Written task>
Make an exact copy of the records, with the pictures left out.

Material provided>
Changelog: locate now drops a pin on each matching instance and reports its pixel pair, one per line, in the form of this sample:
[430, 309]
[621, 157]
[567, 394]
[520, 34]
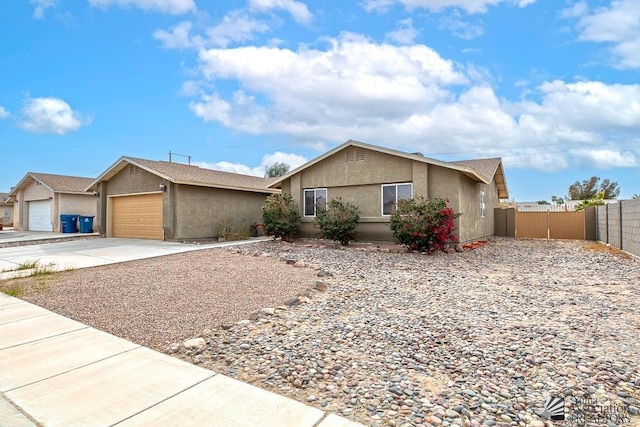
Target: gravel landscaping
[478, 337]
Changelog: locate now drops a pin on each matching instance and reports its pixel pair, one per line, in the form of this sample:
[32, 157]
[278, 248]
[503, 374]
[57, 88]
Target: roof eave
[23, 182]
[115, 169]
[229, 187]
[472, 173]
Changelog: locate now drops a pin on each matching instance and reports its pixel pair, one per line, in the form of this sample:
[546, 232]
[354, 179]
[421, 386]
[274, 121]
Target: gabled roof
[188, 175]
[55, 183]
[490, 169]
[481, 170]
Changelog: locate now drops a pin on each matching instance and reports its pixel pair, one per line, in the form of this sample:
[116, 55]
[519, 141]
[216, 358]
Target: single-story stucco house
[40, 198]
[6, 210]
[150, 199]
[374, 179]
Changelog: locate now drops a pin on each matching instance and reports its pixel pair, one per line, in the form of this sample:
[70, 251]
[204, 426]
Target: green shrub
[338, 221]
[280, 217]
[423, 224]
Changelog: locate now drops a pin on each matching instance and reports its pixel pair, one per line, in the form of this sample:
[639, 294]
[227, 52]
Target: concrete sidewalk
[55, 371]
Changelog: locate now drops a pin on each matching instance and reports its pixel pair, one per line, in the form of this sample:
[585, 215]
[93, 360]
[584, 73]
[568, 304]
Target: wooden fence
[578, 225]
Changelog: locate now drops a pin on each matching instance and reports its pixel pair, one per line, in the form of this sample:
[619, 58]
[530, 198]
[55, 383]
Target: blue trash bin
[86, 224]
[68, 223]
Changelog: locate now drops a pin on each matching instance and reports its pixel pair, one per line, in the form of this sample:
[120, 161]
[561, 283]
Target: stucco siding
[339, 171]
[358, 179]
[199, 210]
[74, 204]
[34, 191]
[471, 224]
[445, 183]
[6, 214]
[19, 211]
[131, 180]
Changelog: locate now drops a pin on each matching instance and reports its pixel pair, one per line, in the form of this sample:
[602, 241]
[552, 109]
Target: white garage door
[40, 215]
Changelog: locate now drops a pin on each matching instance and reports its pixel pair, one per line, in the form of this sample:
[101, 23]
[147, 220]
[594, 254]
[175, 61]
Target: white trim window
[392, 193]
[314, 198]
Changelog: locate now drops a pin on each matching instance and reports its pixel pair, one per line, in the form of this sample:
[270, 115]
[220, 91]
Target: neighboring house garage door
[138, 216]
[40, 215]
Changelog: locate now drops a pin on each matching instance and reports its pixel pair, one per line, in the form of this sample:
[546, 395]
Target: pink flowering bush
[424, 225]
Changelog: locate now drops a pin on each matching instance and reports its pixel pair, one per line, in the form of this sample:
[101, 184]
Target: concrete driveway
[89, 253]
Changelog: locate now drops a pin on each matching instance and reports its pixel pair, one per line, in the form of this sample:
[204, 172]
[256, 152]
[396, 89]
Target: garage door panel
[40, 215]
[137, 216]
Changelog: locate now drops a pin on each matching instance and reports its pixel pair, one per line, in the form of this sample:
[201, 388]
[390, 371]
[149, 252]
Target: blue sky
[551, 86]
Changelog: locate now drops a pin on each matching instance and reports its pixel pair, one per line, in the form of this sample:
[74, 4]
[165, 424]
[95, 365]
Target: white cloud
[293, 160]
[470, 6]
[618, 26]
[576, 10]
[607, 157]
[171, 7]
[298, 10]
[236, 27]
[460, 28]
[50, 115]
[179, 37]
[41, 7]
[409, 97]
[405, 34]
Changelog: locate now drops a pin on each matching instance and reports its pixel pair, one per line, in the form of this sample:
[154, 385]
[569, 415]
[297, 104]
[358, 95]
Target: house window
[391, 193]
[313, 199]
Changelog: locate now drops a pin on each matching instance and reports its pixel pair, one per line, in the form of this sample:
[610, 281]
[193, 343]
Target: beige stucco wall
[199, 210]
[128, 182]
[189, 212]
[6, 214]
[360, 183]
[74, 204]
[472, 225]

Answer to the task>
Changelog: locate now drops a pin on each matching instance and reports its pixel pair, one per line, in the form of this sample:
[430, 309]
[621, 157]
[567, 394]
[520, 34]
Target: gravel landscaping
[478, 337]
Changelog: locate now drops a pin on each matching instance and reports its pixel pair, one per line, in the form of this sample:
[32, 157]
[278, 248]
[503, 374]
[57, 88]
Target: roof eave
[23, 182]
[115, 169]
[229, 187]
[472, 173]
Changelog: locate now drops a pin on each matching instance and reports its pixel pair, one per line, in the form of this sample:
[546, 232]
[354, 179]
[421, 386]
[274, 121]
Target: gabled roof
[188, 175]
[55, 183]
[490, 169]
[481, 170]
Changelog: locate now drops a pin on each matching instance and reports its pixel pair, one per line, in the form of this sample:
[116, 55]
[519, 141]
[216, 358]
Target: single-story stucco house
[40, 198]
[6, 210]
[150, 199]
[374, 179]
Changelog: locate now drops a pin on each matching instance and reports its pixel pair, one per line, in the form of this sample:
[70, 251]
[204, 426]
Target: green shrub
[338, 221]
[280, 217]
[423, 224]
Changelog: locate now drops a pin on each matching instance and reports its pixel pair, one per line, in the form of this sample:
[639, 294]
[227, 52]
Target: concrete sidewalk
[55, 371]
Changelog: locate now drops a pin on each matching instance and reports its pixel pair, one per line, in the form of this sample:
[585, 215]
[93, 360]
[584, 73]
[568, 304]
Target: wooden fence
[578, 225]
Changelog: locate now drops a pin on each matching instance and reports its pixel pair, one per line, in the form of this sample:
[619, 58]
[530, 198]
[55, 383]
Target: blue trash bin
[86, 224]
[68, 223]
Changelog: locate now drops a pin on each matching instance and reports its pixel pair, one per line, in the form of this sample:
[120, 161]
[561, 283]
Target: stucco siding
[339, 171]
[358, 179]
[199, 210]
[74, 204]
[34, 191]
[471, 224]
[445, 183]
[6, 214]
[19, 211]
[131, 180]
Changelog: locate now drops a pin on each matching instance and reports its pixel pair, one per line, in the form of this sample:
[602, 241]
[552, 109]
Target: white garage door
[40, 215]
Changelog: locate now drops a pin on each matching instance and reports its pixel pair, one per line, in the form of this sample:
[101, 23]
[147, 220]
[594, 254]
[175, 61]
Target: white trim window
[392, 193]
[314, 198]
Changelog: locate now drops a pin on each matching instance and reports its pixel pair, one per line, in the form of this sample:
[270, 115]
[220, 91]
Target: neighboring house garage door
[138, 216]
[40, 215]
Changelog: locate now drops a pin on each matching instance and reports its pixel pair, one per line, in the form of this sample:
[546, 395]
Target: pink flowering bush
[424, 225]
Changelog: locate now drops a pin on each matching instance and reports its pixel pair, one per line, in the form of this sample:
[101, 184]
Target: concrete driveway
[89, 253]
Changelog: locate now drops a pin on each matching instance and reports its pixel pair, one per line, in the form of this sample:
[204, 172]
[256, 152]
[396, 89]
Target: garage door panel
[40, 215]
[137, 216]
Changelog: locate now drops a pin on each matching instance and reports its pixel pair, one per line, in the form of this sample:
[201, 388]
[390, 371]
[149, 252]
Target: blue sky
[551, 86]
Changelog: locate now drops a pin on each matching instance and reports its pixel pair, one per line, in the form of this sample:
[74, 4]
[165, 424]
[95, 365]
Target: white cloud
[293, 160]
[470, 6]
[618, 26]
[576, 10]
[607, 157]
[171, 7]
[298, 10]
[236, 27]
[460, 28]
[50, 115]
[179, 37]
[41, 7]
[409, 97]
[405, 34]
Changelog: locate now drops a pin on each matching instance and reports its pixel pair, one per line, in the form of this sample:
[154, 385]
[569, 415]
[297, 104]
[358, 95]
Target: house window
[391, 193]
[313, 199]
Changelog: locate now drops a pin on each matching instance and reports its pixel pair, one per line, in the form of this sample:
[610, 281]
[193, 343]
Target: beige stucco wall
[199, 210]
[128, 182]
[189, 212]
[6, 214]
[360, 183]
[74, 204]
[472, 225]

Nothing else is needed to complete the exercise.